• _Vorgegebene Aufgabe_: Schreib aus den Daten unten den Abschnitt von der Zeile mit „Target: green hull“ bis zur Zeile mit „M5 281L31 319L66“ genau ab, beide Zeilen mit eingeschlossen.

(Zeilen des Datensatzes)
★ ★ ★

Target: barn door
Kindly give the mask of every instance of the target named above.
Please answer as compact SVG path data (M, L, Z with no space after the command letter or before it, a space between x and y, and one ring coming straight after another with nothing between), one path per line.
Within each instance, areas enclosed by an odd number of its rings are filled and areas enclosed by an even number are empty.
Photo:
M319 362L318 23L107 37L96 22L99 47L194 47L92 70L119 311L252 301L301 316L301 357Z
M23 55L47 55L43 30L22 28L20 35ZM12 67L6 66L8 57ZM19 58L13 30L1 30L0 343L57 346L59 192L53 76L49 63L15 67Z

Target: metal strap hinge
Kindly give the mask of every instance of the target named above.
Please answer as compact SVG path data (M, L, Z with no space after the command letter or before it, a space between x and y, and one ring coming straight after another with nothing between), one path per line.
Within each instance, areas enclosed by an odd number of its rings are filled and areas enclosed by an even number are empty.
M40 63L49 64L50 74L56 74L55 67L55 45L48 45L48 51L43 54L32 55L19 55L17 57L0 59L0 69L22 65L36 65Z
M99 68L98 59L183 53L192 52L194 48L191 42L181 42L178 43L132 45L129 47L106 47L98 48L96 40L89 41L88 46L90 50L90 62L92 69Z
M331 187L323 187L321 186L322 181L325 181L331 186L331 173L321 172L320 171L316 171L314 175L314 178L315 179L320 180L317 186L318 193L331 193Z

★ ★ ★

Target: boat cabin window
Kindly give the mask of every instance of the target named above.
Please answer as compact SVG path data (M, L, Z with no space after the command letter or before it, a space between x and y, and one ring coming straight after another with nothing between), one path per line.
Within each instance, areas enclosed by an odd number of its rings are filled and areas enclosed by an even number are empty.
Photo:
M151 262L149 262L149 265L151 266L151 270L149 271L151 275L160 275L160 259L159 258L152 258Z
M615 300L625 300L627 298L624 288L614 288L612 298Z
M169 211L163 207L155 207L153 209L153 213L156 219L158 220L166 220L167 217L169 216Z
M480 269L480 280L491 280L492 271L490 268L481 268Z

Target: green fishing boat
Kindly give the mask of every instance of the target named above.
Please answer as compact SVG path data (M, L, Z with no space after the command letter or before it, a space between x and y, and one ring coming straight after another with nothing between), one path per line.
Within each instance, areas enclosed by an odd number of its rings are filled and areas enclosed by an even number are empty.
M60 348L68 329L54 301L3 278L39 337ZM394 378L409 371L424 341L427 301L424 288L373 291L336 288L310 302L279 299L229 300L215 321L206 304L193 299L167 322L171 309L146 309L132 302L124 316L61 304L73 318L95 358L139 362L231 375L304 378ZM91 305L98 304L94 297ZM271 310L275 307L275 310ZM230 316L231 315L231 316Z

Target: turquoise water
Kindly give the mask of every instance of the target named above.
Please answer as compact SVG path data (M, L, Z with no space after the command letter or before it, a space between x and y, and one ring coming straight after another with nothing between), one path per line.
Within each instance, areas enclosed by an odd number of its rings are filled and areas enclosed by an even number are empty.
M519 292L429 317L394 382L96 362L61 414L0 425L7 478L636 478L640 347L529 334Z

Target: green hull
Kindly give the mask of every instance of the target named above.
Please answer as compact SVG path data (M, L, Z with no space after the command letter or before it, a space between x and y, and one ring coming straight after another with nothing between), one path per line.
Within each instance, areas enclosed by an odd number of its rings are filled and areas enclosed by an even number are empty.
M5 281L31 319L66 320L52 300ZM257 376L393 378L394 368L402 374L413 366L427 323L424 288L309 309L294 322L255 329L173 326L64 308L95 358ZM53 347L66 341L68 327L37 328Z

★ ★ ★

• _Lösung_:
Target: green hull
Kindly give the mask of every instance of the target named above.
Please answer as compact SVG path data (M, L, Z with no space after the command letter or before it, a space between x and y, and one ring coming straight after another with nothing between), one path per line.
Within each instance, areas enclosed by an odd number of its rings are filled and areas enclosed by an even number are empty.
M5 281L31 319L66 320L52 300ZM257 376L393 378L394 368L402 374L413 366L427 323L424 288L309 309L294 322L255 329L173 326L64 308L95 358ZM53 347L66 341L68 327L37 328Z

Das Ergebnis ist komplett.